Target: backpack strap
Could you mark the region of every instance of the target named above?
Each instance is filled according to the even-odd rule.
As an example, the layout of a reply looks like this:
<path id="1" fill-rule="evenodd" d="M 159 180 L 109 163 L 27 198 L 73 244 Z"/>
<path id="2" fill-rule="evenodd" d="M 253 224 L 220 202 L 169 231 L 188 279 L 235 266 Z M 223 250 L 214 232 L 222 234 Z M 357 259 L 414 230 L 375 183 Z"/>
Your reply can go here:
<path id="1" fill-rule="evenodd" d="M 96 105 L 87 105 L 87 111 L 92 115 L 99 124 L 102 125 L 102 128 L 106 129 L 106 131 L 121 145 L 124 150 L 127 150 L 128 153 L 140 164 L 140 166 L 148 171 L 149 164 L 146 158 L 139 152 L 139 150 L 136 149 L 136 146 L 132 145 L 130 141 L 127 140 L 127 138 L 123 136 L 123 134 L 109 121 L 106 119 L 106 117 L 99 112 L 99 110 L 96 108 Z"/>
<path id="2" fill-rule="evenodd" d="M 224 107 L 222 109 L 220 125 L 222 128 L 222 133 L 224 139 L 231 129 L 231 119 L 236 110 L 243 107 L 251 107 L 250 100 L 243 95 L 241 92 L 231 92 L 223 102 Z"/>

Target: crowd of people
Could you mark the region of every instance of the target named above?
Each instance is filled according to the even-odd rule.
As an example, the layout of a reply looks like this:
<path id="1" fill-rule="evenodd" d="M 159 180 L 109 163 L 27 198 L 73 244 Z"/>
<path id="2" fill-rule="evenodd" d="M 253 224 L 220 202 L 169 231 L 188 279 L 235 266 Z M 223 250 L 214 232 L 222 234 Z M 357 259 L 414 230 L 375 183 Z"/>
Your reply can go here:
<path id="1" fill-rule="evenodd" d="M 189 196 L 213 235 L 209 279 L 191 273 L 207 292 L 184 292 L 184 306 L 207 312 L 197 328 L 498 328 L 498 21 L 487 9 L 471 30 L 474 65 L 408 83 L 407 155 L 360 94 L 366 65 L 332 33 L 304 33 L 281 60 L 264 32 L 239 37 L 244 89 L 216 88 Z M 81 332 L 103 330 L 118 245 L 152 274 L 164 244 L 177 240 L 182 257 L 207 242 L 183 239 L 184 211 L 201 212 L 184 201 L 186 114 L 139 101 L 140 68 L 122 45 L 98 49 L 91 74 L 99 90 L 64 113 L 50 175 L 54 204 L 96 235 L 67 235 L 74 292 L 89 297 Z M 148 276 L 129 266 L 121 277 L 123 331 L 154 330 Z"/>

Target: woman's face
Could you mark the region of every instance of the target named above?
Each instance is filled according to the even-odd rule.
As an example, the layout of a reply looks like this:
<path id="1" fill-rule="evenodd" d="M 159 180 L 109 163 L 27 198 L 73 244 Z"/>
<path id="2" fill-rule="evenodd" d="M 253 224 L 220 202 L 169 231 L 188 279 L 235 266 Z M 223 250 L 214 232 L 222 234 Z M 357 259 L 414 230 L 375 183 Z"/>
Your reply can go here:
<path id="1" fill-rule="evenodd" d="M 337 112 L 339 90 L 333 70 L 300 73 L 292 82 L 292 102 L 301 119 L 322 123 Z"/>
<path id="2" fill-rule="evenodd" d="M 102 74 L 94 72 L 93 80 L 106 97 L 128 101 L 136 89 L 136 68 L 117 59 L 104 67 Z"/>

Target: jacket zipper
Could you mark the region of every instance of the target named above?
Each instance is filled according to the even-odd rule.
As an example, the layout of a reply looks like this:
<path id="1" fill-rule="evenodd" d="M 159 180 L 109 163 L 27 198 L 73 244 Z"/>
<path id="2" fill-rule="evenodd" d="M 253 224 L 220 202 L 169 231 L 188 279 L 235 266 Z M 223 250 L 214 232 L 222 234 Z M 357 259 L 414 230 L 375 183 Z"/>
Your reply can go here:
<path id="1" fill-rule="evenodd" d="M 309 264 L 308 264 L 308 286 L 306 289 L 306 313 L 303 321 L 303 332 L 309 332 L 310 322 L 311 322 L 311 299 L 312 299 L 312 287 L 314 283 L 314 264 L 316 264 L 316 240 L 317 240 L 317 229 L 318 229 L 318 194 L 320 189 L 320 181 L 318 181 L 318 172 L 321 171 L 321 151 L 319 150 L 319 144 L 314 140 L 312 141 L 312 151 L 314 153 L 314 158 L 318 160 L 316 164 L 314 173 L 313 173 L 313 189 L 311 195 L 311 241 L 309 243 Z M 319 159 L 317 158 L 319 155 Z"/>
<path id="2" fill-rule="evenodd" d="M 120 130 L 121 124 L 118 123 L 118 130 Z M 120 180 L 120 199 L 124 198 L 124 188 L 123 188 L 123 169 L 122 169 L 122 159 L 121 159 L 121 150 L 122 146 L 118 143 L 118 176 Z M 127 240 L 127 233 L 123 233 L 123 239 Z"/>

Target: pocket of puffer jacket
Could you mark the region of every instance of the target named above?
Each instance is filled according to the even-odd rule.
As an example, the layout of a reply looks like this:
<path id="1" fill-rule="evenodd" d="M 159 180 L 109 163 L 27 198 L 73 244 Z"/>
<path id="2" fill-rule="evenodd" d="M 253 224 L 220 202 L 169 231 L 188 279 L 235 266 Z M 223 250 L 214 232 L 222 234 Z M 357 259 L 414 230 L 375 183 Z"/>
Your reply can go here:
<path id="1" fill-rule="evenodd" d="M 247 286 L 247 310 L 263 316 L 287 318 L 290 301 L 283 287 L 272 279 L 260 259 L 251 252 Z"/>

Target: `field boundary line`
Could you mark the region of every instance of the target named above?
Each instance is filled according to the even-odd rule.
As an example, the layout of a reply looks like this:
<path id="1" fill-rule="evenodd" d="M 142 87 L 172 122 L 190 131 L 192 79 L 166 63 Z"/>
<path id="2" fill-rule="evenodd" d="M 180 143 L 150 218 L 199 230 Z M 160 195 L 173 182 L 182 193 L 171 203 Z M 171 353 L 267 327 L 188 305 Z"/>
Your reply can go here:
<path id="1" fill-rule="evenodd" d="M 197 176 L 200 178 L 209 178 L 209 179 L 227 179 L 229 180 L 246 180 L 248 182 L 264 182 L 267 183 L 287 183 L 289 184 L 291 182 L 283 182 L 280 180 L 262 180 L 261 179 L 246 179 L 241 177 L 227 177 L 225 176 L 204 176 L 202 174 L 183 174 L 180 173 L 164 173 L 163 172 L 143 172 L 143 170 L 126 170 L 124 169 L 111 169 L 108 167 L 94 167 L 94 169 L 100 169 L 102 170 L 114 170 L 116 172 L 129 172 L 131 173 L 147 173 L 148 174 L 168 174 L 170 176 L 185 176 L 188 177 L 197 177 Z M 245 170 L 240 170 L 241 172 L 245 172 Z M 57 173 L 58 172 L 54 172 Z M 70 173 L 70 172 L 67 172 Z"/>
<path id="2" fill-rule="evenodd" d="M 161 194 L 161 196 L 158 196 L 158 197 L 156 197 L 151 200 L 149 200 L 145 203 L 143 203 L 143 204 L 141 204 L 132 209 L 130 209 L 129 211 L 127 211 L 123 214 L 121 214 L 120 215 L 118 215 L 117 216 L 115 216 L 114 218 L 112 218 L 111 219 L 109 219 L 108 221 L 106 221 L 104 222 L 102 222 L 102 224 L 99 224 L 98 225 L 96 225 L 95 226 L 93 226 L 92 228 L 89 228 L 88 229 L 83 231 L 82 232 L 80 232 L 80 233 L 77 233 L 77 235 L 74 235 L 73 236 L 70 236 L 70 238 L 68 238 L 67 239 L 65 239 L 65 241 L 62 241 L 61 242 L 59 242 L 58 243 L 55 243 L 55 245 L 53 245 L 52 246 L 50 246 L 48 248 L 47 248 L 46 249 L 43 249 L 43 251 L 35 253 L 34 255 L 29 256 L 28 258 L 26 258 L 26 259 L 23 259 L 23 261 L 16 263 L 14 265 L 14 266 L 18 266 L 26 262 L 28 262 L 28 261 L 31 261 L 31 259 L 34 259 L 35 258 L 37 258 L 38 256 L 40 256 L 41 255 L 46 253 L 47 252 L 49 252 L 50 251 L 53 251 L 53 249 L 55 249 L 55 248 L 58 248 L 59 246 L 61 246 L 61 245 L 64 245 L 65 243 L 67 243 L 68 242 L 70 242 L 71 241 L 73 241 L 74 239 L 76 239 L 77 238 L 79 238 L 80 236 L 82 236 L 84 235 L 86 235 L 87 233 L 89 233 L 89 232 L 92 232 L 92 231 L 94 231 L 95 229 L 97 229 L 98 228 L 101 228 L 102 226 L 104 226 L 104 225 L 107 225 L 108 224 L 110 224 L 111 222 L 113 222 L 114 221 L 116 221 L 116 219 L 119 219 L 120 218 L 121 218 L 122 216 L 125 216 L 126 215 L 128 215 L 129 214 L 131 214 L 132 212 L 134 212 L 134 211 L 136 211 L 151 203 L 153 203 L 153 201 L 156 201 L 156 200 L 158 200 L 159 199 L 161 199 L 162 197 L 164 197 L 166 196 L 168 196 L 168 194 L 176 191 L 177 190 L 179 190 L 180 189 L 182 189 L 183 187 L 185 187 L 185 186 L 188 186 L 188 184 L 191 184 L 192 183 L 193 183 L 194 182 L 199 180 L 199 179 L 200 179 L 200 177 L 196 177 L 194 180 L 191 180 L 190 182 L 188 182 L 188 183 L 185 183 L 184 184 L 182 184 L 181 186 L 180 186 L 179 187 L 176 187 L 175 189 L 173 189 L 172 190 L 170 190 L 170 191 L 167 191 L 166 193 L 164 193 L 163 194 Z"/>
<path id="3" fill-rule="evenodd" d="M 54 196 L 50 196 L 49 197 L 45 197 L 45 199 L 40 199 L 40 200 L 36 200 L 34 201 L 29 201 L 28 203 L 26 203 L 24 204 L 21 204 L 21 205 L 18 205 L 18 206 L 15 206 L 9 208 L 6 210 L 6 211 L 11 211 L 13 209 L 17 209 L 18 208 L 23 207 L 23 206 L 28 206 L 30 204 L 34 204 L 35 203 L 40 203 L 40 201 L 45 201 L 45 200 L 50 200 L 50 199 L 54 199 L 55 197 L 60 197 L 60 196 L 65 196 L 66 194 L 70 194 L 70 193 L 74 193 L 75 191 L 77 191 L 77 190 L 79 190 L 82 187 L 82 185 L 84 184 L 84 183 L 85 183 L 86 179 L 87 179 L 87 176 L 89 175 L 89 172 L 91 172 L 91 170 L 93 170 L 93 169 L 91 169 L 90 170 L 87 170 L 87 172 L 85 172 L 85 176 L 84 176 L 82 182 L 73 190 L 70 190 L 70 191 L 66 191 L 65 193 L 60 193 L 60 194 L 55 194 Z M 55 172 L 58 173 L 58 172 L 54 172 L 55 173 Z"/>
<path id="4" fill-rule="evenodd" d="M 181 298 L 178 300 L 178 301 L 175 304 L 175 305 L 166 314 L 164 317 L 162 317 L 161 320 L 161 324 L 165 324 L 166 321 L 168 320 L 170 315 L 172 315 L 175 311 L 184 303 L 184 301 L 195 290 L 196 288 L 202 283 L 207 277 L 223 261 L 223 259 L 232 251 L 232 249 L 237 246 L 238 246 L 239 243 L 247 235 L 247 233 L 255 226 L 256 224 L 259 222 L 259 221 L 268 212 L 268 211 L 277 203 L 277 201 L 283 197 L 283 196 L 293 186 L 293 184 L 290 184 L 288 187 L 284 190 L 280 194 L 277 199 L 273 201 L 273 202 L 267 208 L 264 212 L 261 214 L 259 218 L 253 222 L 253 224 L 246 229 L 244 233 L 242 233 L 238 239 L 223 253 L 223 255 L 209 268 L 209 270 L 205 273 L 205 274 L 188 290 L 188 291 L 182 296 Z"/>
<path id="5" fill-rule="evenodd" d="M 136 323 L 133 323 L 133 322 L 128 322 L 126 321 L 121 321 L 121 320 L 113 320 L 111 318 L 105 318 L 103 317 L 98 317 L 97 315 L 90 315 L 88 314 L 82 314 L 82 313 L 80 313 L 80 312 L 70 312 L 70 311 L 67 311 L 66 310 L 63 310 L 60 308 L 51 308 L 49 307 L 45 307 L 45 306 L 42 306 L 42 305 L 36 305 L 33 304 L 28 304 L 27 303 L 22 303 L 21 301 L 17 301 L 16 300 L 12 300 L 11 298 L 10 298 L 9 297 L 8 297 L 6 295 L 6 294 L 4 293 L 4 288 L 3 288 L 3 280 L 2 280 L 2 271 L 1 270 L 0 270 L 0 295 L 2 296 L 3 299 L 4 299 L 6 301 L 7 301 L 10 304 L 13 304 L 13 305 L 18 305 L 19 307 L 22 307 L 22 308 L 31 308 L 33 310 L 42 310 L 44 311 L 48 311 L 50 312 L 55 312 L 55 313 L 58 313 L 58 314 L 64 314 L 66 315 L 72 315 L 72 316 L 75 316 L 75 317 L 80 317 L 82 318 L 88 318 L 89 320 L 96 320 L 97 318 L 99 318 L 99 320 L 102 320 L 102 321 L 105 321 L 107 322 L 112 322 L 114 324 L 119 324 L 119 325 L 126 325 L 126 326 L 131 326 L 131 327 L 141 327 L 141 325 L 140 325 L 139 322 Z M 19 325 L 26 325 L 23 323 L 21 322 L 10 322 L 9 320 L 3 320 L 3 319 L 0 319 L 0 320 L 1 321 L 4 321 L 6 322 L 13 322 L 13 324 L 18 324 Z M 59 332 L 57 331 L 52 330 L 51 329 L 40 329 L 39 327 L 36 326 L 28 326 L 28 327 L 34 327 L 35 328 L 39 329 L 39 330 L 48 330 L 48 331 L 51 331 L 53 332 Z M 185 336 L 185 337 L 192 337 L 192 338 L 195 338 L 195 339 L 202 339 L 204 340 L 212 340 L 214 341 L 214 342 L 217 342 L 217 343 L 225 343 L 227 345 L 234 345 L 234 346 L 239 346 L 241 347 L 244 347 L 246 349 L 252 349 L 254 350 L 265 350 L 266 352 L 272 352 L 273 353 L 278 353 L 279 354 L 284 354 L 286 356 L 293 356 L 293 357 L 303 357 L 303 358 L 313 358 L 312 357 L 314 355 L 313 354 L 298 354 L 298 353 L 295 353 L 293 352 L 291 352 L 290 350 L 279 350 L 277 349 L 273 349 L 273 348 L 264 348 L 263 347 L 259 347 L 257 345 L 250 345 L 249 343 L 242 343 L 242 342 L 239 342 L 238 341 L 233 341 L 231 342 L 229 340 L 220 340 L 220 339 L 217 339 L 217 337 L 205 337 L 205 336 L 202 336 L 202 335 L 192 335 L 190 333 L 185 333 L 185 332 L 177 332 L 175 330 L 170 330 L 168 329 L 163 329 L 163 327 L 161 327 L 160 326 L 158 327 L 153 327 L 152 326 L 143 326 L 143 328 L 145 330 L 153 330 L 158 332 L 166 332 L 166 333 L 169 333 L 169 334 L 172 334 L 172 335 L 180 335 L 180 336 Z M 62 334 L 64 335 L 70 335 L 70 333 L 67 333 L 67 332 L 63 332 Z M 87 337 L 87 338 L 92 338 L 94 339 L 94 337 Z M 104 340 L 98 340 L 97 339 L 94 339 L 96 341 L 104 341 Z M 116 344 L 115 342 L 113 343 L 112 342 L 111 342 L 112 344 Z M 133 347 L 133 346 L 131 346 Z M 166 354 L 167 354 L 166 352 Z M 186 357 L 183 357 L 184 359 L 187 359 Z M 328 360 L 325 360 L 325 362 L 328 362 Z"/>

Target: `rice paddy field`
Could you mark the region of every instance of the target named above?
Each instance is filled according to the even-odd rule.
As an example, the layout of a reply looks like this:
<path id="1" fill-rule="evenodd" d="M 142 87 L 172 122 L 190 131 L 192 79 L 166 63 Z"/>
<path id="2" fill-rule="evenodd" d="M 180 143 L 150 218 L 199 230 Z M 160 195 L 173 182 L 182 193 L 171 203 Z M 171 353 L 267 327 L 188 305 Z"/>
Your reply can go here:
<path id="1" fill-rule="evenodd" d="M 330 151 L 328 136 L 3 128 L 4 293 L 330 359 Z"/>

• **WHAT IS NEEDED**
Render the lines of the entries above, from the line with "Target: jacket zipper" to the line with "309 264 L 308" with both included, as a Markdown table with the columns Row and Entry line. Number each row and leave out blank lines.

• **WRITTEN REPLY**
| Row | Entry line |
|---|---|
| 1 | Target: jacket zipper |
| 2 | Could you mark the region of every instance of the target named above? |
| 3 | Each instance is filled according to the even-odd rule. |
| 4 | As an example, the layout of a reply looks like this: |
| 5 | <path id="1" fill-rule="evenodd" d="M 159 180 L 109 163 L 27 198 L 73 244 Z"/> |
| 6 | <path id="2" fill-rule="evenodd" d="M 253 224 L 220 202 L 169 231 L 188 279 L 235 266 Z M 223 250 L 214 232 L 222 234 Z M 357 259 L 414 230 L 375 183 Z"/> |
| 7 | Your reply can go here: |
| 8 | <path id="1" fill-rule="evenodd" d="M 309 264 L 308 264 L 308 286 L 306 289 L 306 313 L 303 321 L 303 332 L 309 332 L 310 322 L 311 322 L 311 299 L 312 299 L 312 287 L 314 283 L 314 264 L 316 264 L 316 240 L 317 240 L 317 229 L 318 229 L 318 194 L 320 189 L 320 181 L 318 181 L 318 172 L 321 171 L 321 151 L 319 150 L 319 144 L 314 140 L 312 141 L 312 151 L 314 153 L 314 158 L 318 160 L 316 164 L 314 173 L 313 173 L 313 189 L 311 195 L 311 241 L 309 243 Z M 319 159 L 317 158 L 319 155 Z"/> |